Can you convert all of the data below into a numbered list, one line per item, with the blank lines dropped?

Annotation dataset entries

## begin

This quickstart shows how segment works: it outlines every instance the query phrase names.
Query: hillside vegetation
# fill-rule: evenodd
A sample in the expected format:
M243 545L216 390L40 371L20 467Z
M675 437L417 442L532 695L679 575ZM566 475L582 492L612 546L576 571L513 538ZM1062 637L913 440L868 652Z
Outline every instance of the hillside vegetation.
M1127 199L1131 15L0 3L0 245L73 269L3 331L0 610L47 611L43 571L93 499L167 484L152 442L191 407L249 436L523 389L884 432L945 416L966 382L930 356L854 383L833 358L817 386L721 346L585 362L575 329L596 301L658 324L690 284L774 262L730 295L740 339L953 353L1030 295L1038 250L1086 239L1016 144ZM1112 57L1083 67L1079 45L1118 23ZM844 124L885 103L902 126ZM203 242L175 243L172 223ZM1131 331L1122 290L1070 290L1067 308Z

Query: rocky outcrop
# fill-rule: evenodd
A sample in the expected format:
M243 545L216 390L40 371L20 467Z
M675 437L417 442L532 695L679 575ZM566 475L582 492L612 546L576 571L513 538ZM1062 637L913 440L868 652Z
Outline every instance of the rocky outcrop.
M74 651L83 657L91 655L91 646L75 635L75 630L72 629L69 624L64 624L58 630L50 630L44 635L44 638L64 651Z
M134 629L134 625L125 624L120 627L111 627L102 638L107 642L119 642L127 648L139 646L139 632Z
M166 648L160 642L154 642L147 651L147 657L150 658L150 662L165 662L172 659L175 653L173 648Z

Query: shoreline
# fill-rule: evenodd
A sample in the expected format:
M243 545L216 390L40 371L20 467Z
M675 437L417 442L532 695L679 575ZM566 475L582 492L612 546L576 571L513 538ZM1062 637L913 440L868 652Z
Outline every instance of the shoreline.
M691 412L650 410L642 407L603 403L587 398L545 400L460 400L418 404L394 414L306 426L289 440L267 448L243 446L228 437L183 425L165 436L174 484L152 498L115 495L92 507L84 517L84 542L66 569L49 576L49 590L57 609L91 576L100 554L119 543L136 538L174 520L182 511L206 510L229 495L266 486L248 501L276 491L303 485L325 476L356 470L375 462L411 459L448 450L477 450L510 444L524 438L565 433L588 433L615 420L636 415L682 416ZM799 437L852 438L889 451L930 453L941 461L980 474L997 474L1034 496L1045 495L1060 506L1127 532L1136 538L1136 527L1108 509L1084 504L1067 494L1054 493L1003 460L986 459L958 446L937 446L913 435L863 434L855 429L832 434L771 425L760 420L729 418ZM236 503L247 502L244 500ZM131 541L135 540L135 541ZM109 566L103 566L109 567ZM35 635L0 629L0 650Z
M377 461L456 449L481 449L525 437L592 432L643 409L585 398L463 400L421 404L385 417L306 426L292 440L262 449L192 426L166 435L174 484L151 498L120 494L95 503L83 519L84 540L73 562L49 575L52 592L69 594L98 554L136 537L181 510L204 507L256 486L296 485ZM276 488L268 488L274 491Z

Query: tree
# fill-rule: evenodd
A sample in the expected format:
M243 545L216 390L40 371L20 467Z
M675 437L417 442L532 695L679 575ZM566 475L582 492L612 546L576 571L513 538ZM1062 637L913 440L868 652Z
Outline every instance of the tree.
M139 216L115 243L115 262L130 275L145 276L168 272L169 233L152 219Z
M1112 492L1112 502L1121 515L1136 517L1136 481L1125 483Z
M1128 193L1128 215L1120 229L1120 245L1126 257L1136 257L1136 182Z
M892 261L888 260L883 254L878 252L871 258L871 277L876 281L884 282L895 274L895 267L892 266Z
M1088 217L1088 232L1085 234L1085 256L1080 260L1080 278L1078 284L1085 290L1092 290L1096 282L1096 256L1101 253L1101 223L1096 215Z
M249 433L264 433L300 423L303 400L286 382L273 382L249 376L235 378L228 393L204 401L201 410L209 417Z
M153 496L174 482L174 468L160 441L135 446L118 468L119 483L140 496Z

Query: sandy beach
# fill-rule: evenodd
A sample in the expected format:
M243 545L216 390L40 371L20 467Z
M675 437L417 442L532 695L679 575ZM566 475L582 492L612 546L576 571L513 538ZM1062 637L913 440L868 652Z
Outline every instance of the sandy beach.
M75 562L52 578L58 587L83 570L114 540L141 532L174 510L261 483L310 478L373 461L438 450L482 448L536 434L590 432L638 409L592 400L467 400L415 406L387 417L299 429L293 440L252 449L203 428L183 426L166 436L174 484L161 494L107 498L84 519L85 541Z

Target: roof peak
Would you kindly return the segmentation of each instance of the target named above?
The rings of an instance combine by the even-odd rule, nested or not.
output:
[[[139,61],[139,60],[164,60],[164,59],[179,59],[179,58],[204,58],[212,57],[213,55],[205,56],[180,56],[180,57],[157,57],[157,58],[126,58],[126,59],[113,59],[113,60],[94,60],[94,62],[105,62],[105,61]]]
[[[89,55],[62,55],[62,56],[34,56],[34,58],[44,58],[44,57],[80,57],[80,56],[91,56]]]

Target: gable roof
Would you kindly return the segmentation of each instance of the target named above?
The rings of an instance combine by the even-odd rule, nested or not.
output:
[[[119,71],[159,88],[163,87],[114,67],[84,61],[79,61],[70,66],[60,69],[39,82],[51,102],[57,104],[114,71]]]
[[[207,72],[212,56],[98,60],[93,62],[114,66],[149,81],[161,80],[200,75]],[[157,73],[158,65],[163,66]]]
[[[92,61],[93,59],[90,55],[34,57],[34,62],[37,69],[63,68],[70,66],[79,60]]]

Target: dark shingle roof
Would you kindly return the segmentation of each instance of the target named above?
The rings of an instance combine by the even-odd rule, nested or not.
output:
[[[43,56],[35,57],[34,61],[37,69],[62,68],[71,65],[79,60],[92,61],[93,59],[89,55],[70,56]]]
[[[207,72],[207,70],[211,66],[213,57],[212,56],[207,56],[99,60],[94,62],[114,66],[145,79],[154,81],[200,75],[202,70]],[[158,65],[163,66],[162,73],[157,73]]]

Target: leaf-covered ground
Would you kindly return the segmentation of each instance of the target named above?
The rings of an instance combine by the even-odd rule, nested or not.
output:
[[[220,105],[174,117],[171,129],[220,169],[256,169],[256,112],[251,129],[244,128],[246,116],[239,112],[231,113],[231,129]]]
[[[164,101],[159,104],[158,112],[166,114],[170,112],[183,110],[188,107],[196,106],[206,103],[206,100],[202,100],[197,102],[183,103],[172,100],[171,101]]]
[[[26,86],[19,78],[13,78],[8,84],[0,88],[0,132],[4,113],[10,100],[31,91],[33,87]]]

## end

Solution to this exercise →
1. This quickstart shows how segment works: it outlines every instance the query phrase names.
2. Query: hillside vegetation
3. # fill-rule: evenodd
4. A sample in the expected format:
5. M243 545L216 390L40 371L20 467Z
6. M675 437L417 442L532 695L679 575ZM566 475L582 492L612 546L576 571L513 538ZM1062 637L913 440L868 652Z
7. Outline every instance of the hillside vegetation.
8. M1127 199L1131 15L0 3L0 245L73 269L3 331L0 610L47 611L43 571L93 499L167 484L152 442L191 407L249 436L523 389L884 432L945 416L966 382L930 356L854 383L833 358L817 386L721 346L585 362L575 329L596 301L658 324L690 284L774 262L730 295L740 339L953 353L1030 295L1038 250L1086 239L1016 144ZM1112 57L1083 67L1079 45L1118 23ZM844 124L885 103L902 126ZM203 242L175 243L172 223ZM1131 331L1122 290L1070 290L1067 308Z
9. Query: rocky outcrop
10. # fill-rule: evenodd
11. A sample in the expected format:
12. M243 545L216 390L40 371L20 467Z
13. M675 437L417 442L532 695L679 575ZM566 475L582 492L612 546L576 571L513 538ZM1062 637L913 440L868 652Z
14. Outline every instance of the rocky outcrop.
15. M74 651L83 657L91 655L91 646L75 635L75 630L72 629L69 624L64 624L58 630L50 630L44 635L44 638L64 651Z
16. M134 629L134 625L125 624L120 627L111 627L102 638L107 642L119 642L127 648L139 646L139 632Z
17. M166 648L160 642L154 642L147 651L147 657L150 658L150 662L165 662L172 659L175 653L173 648Z
18. Query: shoreline
19. # fill-rule: evenodd
20. A sample in the expected format:
21. M243 545L216 390L40 371L20 467Z
22. M675 437L417 442L532 695L679 575ZM566 475L582 492L612 546L576 571L513 538ZM1062 637L913 440L868 652Z
23. Outline every instance of the shoreline.
24. M691 412L650 410L642 407L603 403L587 398L545 400L460 400L418 404L394 414L306 426L289 440L267 448L243 446L228 437L183 425L165 436L174 484L152 498L115 495L92 507L84 517L84 542L66 569L49 576L49 590L57 609L91 576L100 554L119 543L136 538L174 520L182 511L206 510L229 495L266 486L248 501L276 491L303 485L325 476L356 470L375 462L411 459L448 450L477 450L510 444L524 438L565 433L588 433L615 420L636 415L682 416ZM799 437L852 438L889 451L930 453L941 461L980 474L997 474L1034 496L1045 495L1060 506L1127 532L1136 538L1136 527L1108 509L1084 504L1067 494L1054 493L1003 460L986 459L958 446L937 446L913 435L863 434L855 429L832 434L771 425L760 420L729 418ZM236 503L247 502L244 500ZM131 541L135 540L135 541ZM109 566L103 566L109 567ZM35 635L0 629L0 650Z
25. M377 461L456 449L481 449L525 437L592 432L643 409L585 398L463 400L421 404L385 417L306 426L292 440L262 449L192 426L166 435L174 484L151 498L120 494L95 503L83 519L84 540L73 562L49 575L52 592L69 594L98 554L136 537L181 510L204 507L256 486L296 485ZM276 488L268 488L274 491Z
26. Query: tree
27. # fill-rule: evenodd
28. A sample in the expected format:
29. M243 545L216 390L40 371L20 467Z
30. M675 437L417 442L532 695L679 575ZM566 475L582 492L612 546L576 571L513 538ZM1062 637L913 440L868 652Z
31. Outline every instance of the tree.
32. M139 216L115 243L115 262L130 275L145 276L168 272L169 233L152 219Z
33. M1112 492L1112 502L1121 515L1136 517L1136 481L1125 483Z
34. M1128 193L1128 215L1120 229L1120 245L1126 257L1136 257L1136 182Z
35. M892 261L888 260L883 254L878 252L871 258L871 277L876 281L884 282L895 274L895 267L892 266Z
36. M1088 217L1088 232L1085 234L1085 256L1080 260L1080 278L1078 284L1085 290L1092 290L1096 282L1096 256L1101 253L1101 223L1096 215Z
37. M249 433L264 433L300 423L303 400L286 382L273 382L249 376L235 378L228 393L204 401L201 410L209 417Z
38. M153 496L174 482L174 468L160 441L135 446L118 468L119 483L140 496Z
39. Query: sandy beach
40. # fill-rule: evenodd
41. A sample in the expected format:
42. M243 545L216 390L40 371L20 467Z
43. M675 437L417 442L532 695L679 575ZM566 475L582 492L612 546L576 571L513 538ZM1062 637L913 440L868 652Z
44. Outline every instance of the sandy beach.
45. M75 562L52 578L58 587L83 570L114 540L141 532L174 510L261 483L310 478L373 461L438 450L482 448L536 434L590 432L638 409L592 400L467 400L415 406L387 417L299 429L293 440L252 449L203 428L183 426L166 436L174 484L161 494L107 498L84 519L85 541Z
46. Target: roof peak
47. Would you kindly return the segmentation of each instance of the target named above?
48. The rings of an instance combine by the even-odd rule, nested or not.
49. output:
50. [[[139,61],[139,60],[164,60],[164,59],[179,59],[179,58],[204,58],[212,57],[213,55],[205,56],[180,56],[180,57],[157,57],[157,58],[126,58],[126,59],[113,59],[113,60],[94,60],[94,62],[105,62],[105,61]]]
51. [[[89,55],[62,55],[62,56],[34,56],[34,58],[44,58],[44,57],[80,57],[80,56],[91,56]]]
52. Target: gable roof
53. Would you kindly return the segmentation of each instance of the target named above?
54. The rings of an instance combine by the even-odd rule, nested or not.
55. output:
56. [[[119,71],[159,88],[163,87],[114,67],[84,61],[79,61],[70,66],[60,69],[39,82],[51,102],[57,104],[114,71]]]
57. [[[207,72],[212,56],[98,60],[93,62],[114,66],[149,81],[161,80],[200,75]],[[157,73],[158,65],[163,66]]]
58. [[[92,61],[93,59],[90,55],[34,57],[34,62],[37,69],[63,68],[70,66],[79,60]]]
59. Target: dark shingle roof
60. Would you kindly return the segmentation of each instance of the target named above?
61. The rings of an instance combine by the even-odd rule, nested or not.
62. output:
63. [[[43,56],[35,57],[34,61],[37,69],[62,68],[71,65],[79,60],[92,61],[93,59],[89,55],[70,56]]]
64. [[[207,72],[207,70],[211,66],[213,57],[212,56],[207,56],[99,60],[94,62],[114,66],[145,79],[154,81],[200,75],[202,70]],[[158,65],[163,66],[162,73],[157,73]]]
65. Target: leaf-covered ground
66. Would you kindly return the segmentation of each instance of the target named above?
67. The rings of an instance combine by the even-odd rule, nested or not.
68. output:
69. [[[220,105],[174,117],[171,129],[220,169],[256,169],[256,112],[251,129],[244,128],[246,116],[239,112],[231,113],[231,129]]]
70. [[[164,101],[159,104],[158,112],[166,114],[170,112],[183,110],[188,107],[196,106],[206,103],[206,100],[202,100],[197,102],[183,103],[172,100],[171,101]]]
71. [[[26,86],[19,78],[13,78],[8,84],[0,88],[0,132],[4,113],[10,100],[31,91],[33,87]]]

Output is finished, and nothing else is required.